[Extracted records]
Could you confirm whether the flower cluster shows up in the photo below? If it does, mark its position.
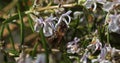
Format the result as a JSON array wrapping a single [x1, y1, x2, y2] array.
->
[[31, 11, 72, 37], [84, 0, 120, 12], [67, 37, 120, 63], [108, 14, 120, 34], [67, 37, 80, 54]]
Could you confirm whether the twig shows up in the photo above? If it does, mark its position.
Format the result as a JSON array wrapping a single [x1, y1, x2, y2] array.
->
[[25, 3, 77, 14], [0, 0, 18, 17]]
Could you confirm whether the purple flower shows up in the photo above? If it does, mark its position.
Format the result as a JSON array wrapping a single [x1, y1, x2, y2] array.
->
[[108, 14, 120, 34], [34, 16, 56, 37], [55, 11, 72, 29], [67, 37, 80, 54]]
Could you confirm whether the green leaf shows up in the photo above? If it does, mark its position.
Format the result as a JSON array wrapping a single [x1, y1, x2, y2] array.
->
[[0, 25, 4, 40], [39, 28, 49, 63], [7, 24, 15, 50], [2, 12, 25, 24], [17, 4, 24, 46], [27, 15, 34, 32]]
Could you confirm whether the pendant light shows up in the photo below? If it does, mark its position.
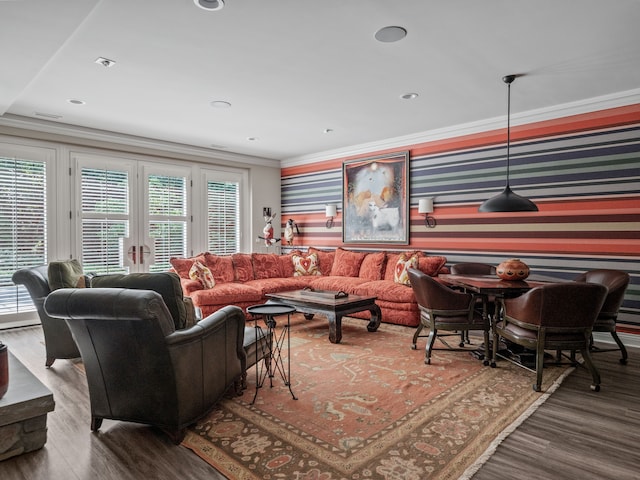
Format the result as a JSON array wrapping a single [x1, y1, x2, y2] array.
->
[[478, 75, 538, 212]]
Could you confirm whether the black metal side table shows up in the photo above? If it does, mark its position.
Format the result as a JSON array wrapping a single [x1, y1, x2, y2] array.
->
[[247, 303, 297, 405]]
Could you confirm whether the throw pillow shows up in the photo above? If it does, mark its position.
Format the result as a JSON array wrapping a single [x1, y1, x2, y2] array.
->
[[291, 253, 320, 277], [393, 253, 418, 285], [418, 255, 447, 277], [169, 253, 206, 280], [47, 258, 84, 292], [189, 260, 216, 288], [331, 248, 367, 277], [307, 247, 336, 275], [358, 252, 387, 280]]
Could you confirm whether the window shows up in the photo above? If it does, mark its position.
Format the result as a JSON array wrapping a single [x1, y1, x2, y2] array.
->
[[80, 167, 129, 273], [207, 180, 240, 255], [0, 157, 47, 315], [147, 175, 187, 272]]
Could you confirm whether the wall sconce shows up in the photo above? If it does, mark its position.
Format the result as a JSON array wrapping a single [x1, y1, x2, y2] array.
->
[[325, 204, 338, 228], [418, 197, 436, 228]]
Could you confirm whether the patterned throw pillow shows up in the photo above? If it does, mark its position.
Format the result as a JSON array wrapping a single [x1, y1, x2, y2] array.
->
[[393, 253, 418, 285], [189, 260, 216, 288], [291, 253, 320, 277]]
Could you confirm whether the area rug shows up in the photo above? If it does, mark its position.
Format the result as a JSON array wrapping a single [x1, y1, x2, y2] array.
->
[[182, 315, 566, 480]]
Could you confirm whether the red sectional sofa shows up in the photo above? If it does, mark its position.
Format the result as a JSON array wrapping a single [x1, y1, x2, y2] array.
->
[[171, 247, 448, 327]]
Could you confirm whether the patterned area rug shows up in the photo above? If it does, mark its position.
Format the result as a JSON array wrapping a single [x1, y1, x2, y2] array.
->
[[183, 315, 565, 480]]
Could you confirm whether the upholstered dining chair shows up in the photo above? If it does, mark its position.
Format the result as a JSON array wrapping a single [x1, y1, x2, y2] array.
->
[[575, 269, 630, 365], [11, 265, 80, 367], [408, 268, 490, 365], [493, 282, 607, 392], [451, 262, 496, 343], [44, 288, 245, 443]]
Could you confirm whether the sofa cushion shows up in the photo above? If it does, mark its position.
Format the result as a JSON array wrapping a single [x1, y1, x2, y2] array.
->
[[189, 260, 216, 288], [251, 253, 283, 280], [291, 253, 320, 277], [393, 253, 418, 285], [278, 250, 302, 278], [382, 251, 418, 282], [204, 252, 236, 283], [91, 272, 191, 329], [47, 258, 84, 291], [169, 253, 207, 279], [309, 247, 336, 275], [358, 252, 387, 280], [231, 253, 255, 282], [418, 255, 447, 277], [309, 275, 370, 293], [191, 282, 264, 306], [331, 248, 367, 277]]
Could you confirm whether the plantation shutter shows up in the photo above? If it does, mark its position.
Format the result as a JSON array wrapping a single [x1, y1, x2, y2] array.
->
[[207, 181, 240, 255], [148, 175, 187, 272], [81, 167, 129, 274], [0, 157, 47, 315]]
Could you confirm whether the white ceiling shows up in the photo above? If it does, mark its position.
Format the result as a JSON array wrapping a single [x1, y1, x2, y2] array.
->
[[0, 0, 640, 161]]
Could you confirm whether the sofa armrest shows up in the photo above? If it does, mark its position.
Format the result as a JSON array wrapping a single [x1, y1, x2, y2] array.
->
[[180, 277, 204, 296]]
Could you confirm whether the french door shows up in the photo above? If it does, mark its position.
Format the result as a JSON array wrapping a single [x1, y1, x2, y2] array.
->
[[75, 154, 191, 274]]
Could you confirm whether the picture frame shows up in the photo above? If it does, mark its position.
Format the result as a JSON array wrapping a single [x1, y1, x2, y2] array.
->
[[342, 151, 409, 245]]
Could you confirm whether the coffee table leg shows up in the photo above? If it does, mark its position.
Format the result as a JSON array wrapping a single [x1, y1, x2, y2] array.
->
[[367, 305, 382, 332], [327, 313, 342, 343]]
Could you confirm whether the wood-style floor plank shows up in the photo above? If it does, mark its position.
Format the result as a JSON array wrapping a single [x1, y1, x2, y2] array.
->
[[0, 327, 640, 480], [473, 349, 640, 480]]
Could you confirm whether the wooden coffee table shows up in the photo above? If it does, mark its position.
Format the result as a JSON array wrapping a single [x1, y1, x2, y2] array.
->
[[267, 290, 382, 343]]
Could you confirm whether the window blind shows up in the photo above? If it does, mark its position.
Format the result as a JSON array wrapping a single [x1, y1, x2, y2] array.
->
[[0, 157, 47, 315], [148, 175, 187, 272], [207, 181, 240, 255], [81, 168, 129, 274]]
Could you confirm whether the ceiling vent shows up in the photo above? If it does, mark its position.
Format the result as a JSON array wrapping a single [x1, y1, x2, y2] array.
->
[[193, 0, 224, 11]]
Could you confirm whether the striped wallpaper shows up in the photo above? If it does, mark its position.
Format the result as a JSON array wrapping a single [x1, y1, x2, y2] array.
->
[[281, 104, 640, 328]]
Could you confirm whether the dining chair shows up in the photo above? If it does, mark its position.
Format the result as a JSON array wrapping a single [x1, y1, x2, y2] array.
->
[[493, 282, 607, 392], [574, 269, 630, 365], [408, 268, 490, 365], [451, 262, 496, 343]]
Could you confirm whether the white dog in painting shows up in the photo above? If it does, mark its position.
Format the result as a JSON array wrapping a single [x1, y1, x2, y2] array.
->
[[369, 202, 400, 230]]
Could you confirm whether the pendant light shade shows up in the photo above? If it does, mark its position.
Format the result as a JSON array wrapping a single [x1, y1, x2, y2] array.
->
[[478, 75, 538, 212]]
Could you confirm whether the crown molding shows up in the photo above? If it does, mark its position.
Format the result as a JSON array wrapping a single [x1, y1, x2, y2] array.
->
[[0, 114, 280, 168], [281, 88, 640, 167]]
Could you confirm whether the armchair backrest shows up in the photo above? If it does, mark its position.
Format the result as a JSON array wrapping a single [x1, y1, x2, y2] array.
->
[[91, 272, 193, 329], [503, 282, 607, 329], [575, 269, 631, 318], [451, 262, 496, 275], [407, 268, 473, 311], [45, 288, 185, 425]]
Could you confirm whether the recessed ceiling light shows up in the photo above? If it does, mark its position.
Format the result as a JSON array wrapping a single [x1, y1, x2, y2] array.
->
[[375, 26, 407, 43], [193, 0, 224, 12], [94, 57, 116, 68], [210, 100, 231, 108]]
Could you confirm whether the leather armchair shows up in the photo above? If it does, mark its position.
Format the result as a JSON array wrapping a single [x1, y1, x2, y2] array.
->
[[408, 268, 490, 365], [11, 265, 80, 367], [493, 282, 607, 392], [575, 269, 630, 365], [44, 288, 245, 443]]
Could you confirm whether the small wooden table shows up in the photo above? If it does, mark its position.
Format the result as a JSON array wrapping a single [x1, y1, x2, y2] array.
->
[[267, 290, 382, 343], [0, 352, 55, 461]]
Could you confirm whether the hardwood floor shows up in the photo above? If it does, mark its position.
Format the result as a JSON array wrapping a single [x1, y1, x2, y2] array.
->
[[0, 327, 640, 480]]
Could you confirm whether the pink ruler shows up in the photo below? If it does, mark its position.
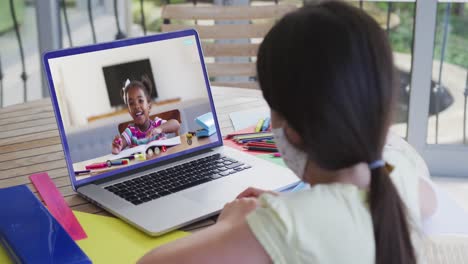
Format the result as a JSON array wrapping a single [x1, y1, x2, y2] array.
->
[[29, 172, 87, 240]]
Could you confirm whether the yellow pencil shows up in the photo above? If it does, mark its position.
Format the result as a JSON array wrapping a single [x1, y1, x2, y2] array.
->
[[255, 118, 265, 132]]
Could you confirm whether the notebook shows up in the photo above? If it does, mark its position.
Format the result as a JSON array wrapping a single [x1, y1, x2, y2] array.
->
[[0, 185, 91, 264]]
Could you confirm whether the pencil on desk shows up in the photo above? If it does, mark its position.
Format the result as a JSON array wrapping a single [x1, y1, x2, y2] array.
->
[[244, 146, 278, 152], [255, 118, 265, 132]]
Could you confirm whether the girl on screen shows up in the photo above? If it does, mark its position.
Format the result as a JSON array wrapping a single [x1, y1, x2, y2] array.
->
[[139, 1, 435, 264], [112, 75, 180, 154]]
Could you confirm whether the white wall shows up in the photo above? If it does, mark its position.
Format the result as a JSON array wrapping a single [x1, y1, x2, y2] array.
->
[[49, 36, 208, 128]]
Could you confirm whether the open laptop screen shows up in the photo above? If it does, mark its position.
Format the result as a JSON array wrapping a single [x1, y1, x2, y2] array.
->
[[44, 30, 222, 187]]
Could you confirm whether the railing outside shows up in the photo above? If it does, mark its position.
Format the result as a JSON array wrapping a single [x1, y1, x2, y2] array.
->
[[0, 0, 468, 144]]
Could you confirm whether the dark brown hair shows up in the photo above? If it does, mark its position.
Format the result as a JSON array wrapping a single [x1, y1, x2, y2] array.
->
[[120, 75, 153, 104], [257, 1, 416, 264]]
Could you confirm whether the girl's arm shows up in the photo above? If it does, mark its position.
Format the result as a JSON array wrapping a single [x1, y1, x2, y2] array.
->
[[138, 198, 271, 264], [112, 135, 127, 154]]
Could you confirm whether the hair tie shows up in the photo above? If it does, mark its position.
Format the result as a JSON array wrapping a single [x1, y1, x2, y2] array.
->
[[369, 160, 386, 170]]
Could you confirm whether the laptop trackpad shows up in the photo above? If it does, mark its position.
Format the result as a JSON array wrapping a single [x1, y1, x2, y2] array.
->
[[184, 179, 242, 206]]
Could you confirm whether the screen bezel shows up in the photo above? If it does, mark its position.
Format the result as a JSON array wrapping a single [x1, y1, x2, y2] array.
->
[[43, 29, 223, 191]]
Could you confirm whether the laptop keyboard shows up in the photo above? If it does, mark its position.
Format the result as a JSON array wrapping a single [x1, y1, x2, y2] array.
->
[[105, 154, 251, 205]]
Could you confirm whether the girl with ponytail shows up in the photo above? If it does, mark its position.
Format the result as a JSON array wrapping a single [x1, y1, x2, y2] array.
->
[[141, 1, 435, 264]]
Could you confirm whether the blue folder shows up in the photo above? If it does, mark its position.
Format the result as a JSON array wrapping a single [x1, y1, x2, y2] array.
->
[[0, 185, 91, 264]]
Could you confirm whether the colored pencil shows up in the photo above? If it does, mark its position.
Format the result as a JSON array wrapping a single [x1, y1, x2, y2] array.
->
[[244, 146, 278, 152]]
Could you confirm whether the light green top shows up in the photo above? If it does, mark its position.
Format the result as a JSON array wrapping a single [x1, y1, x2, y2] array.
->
[[247, 145, 421, 264]]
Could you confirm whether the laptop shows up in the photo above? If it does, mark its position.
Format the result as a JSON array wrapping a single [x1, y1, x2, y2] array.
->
[[43, 30, 298, 236]]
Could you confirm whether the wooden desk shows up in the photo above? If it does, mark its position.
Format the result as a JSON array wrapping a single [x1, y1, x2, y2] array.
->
[[0, 87, 266, 219]]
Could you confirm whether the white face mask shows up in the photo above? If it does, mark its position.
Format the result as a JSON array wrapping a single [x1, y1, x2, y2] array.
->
[[271, 127, 308, 180]]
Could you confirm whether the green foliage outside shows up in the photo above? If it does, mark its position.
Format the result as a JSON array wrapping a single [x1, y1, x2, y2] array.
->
[[132, 0, 187, 32], [375, 2, 468, 69], [0, 0, 24, 34]]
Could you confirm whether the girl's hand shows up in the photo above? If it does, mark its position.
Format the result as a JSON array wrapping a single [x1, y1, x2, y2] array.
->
[[148, 127, 163, 137], [237, 187, 279, 199], [217, 198, 258, 226], [112, 136, 123, 154]]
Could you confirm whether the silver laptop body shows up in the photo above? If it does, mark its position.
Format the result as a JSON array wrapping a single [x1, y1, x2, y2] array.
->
[[43, 30, 298, 236]]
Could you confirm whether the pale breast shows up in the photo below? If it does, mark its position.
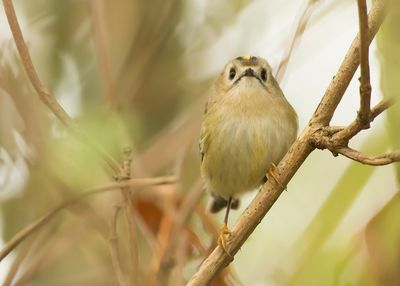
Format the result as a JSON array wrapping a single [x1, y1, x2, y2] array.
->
[[202, 97, 296, 197]]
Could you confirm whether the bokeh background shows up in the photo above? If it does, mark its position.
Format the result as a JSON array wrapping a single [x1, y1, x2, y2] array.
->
[[0, 0, 400, 286]]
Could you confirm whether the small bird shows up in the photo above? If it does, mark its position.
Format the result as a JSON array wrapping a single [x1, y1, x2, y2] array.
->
[[199, 56, 298, 253]]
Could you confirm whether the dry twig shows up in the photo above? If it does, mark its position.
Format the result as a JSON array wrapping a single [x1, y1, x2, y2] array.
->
[[0, 174, 175, 262], [109, 206, 127, 286], [357, 0, 371, 125], [3, 0, 121, 174], [187, 0, 385, 286]]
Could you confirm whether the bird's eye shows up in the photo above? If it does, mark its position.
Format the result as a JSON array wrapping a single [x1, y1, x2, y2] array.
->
[[229, 68, 236, 80], [261, 69, 267, 81]]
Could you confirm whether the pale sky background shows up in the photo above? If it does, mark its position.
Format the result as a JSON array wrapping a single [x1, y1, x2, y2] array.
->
[[0, 0, 395, 286]]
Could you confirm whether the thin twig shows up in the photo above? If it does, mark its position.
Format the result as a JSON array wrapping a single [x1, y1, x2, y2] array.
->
[[334, 147, 400, 166], [121, 147, 139, 285], [158, 179, 203, 277], [89, 0, 116, 104], [357, 0, 371, 125], [3, 0, 120, 173], [0, 174, 173, 262], [108, 206, 127, 286], [275, 0, 318, 82], [187, 0, 385, 286], [310, 0, 386, 126], [332, 98, 394, 143]]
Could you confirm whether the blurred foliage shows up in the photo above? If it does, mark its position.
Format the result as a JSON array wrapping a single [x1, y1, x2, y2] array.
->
[[0, 0, 400, 286]]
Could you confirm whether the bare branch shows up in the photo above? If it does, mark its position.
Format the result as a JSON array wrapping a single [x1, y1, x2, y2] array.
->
[[187, 0, 385, 286], [109, 206, 127, 286], [335, 147, 400, 166], [89, 0, 116, 104], [332, 99, 394, 144], [310, 0, 386, 126], [121, 147, 139, 285], [357, 0, 371, 125], [3, 0, 120, 174], [0, 177, 172, 262], [275, 0, 318, 82]]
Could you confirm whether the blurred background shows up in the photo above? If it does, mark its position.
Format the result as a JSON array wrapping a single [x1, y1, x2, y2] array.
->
[[0, 0, 400, 286]]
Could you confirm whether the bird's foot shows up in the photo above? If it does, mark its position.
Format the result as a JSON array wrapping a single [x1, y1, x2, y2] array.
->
[[267, 163, 286, 190], [218, 223, 232, 257]]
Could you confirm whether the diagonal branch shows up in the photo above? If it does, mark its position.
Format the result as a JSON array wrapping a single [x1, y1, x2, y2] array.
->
[[335, 147, 400, 166], [109, 206, 127, 286], [187, 0, 385, 286], [3, 0, 121, 174], [0, 177, 175, 262], [310, 0, 386, 126], [275, 0, 319, 82], [357, 0, 371, 128]]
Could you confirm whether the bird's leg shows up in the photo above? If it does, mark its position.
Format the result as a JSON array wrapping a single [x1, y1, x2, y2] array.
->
[[218, 197, 232, 256], [267, 163, 286, 190]]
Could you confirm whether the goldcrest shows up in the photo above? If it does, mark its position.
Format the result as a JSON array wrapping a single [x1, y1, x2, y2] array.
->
[[199, 56, 298, 217]]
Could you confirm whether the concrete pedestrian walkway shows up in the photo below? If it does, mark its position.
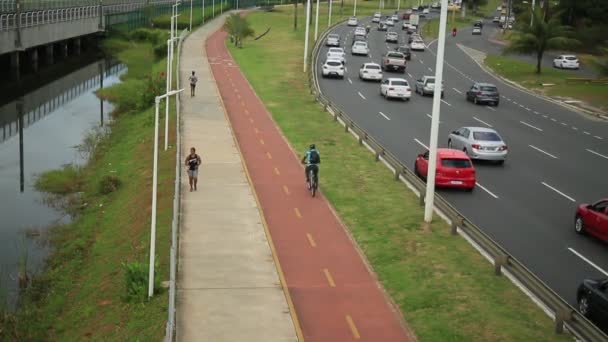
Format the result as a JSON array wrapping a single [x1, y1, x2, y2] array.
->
[[177, 15, 298, 342]]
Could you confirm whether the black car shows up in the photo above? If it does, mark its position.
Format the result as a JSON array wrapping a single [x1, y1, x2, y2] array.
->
[[576, 279, 608, 331], [466, 82, 500, 106], [395, 46, 412, 61]]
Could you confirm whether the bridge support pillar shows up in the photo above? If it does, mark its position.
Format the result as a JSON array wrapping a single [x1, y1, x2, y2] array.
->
[[74, 38, 80, 56], [11, 51, 21, 81], [30, 48, 38, 72], [44, 43, 54, 65]]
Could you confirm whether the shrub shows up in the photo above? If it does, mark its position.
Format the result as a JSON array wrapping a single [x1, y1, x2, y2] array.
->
[[99, 175, 122, 195]]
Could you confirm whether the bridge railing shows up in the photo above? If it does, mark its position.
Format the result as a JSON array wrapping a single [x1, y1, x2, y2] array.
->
[[308, 21, 608, 342], [0, 6, 99, 31]]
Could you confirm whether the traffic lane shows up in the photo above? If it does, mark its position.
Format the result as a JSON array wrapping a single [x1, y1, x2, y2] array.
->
[[453, 24, 598, 78], [316, 43, 608, 304], [428, 39, 608, 146]]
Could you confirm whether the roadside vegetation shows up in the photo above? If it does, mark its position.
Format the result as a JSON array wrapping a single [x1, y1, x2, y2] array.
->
[[227, 8, 571, 341], [485, 55, 608, 112], [0, 29, 175, 341]]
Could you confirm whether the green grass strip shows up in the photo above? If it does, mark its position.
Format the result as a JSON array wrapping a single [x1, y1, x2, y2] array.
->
[[230, 6, 568, 341]]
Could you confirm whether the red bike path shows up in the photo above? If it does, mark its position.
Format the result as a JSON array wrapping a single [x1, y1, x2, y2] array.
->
[[205, 31, 415, 342]]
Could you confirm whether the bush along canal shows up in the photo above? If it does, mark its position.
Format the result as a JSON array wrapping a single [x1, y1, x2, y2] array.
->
[[0, 26, 185, 341]]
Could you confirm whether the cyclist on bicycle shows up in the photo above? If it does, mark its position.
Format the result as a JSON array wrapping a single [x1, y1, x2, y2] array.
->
[[302, 144, 321, 184]]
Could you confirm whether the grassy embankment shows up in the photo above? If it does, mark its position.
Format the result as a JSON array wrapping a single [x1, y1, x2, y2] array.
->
[[0, 30, 175, 341], [485, 55, 608, 111], [230, 9, 568, 341]]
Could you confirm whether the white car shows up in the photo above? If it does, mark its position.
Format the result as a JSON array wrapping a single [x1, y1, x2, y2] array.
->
[[321, 59, 344, 78], [327, 48, 346, 64], [350, 42, 369, 56], [410, 39, 426, 51], [380, 78, 412, 101], [553, 55, 580, 69], [384, 31, 399, 43], [359, 63, 382, 81], [355, 26, 367, 36]]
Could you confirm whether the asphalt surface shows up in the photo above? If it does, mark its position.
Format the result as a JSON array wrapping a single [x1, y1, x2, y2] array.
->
[[317, 12, 608, 304]]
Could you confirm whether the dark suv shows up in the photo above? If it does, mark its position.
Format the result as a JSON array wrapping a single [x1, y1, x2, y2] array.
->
[[466, 82, 500, 106], [576, 279, 608, 331]]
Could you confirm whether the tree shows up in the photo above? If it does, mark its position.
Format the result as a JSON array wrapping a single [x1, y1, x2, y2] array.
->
[[224, 14, 254, 47], [505, 6, 579, 74]]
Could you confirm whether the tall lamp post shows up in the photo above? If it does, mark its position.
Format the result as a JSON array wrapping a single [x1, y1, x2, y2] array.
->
[[148, 89, 184, 297], [420, 0, 448, 223]]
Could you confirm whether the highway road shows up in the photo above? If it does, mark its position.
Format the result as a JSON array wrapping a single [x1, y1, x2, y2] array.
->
[[316, 13, 608, 304]]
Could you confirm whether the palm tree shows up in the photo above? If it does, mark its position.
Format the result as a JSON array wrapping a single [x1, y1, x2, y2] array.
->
[[505, 7, 580, 74]]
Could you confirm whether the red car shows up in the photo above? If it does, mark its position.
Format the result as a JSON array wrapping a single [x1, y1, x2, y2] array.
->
[[414, 148, 475, 191], [574, 198, 608, 242]]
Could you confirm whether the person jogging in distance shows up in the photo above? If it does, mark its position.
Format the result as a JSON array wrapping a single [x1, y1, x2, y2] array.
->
[[185, 147, 201, 192], [188, 71, 198, 97], [302, 144, 321, 184]]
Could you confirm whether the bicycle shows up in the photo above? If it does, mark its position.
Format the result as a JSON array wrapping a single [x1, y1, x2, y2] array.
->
[[308, 168, 319, 197]]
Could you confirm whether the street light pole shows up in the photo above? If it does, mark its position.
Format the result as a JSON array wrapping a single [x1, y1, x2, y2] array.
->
[[148, 89, 184, 297], [315, 0, 319, 42], [304, 0, 312, 72], [420, 0, 448, 223]]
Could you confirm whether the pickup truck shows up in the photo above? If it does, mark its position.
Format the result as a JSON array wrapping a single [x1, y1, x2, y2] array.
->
[[381, 51, 405, 73]]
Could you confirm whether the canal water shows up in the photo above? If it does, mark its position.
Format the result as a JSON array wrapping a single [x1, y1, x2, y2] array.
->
[[0, 59, 126, 308]]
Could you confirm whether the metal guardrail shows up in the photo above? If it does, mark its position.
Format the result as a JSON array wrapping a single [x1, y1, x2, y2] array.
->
[[308, 21, 608, 342], [165, 30, 188, 342], [0, 6, 99, 31]]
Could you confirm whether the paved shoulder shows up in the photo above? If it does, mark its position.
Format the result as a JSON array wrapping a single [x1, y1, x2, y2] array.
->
[[177, 12, 297, 342]]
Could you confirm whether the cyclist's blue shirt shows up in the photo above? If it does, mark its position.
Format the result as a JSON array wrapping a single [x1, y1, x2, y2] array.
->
[[305, 149, 321, 166]]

» WORK REQUIRED
Reproduce the listing lines starting with the line containing "Could you confirm whether the bird's foot" and going on through the line containing "[[267, 163, 286, 190], [218, 223, 232, 257]]", substituting "bird's claw" for "bird's foot" and keeping everything else the same.

» EXERCISE ANSWER
Could you confirm whether the bird's claw shows up in the photo above? If it does, mark its position.
Format the result as a JSON array wrapping a single [x1, y1, x2, y2] array.
->
[[267, 163, 286, 190], [218, 223, 232, 257]]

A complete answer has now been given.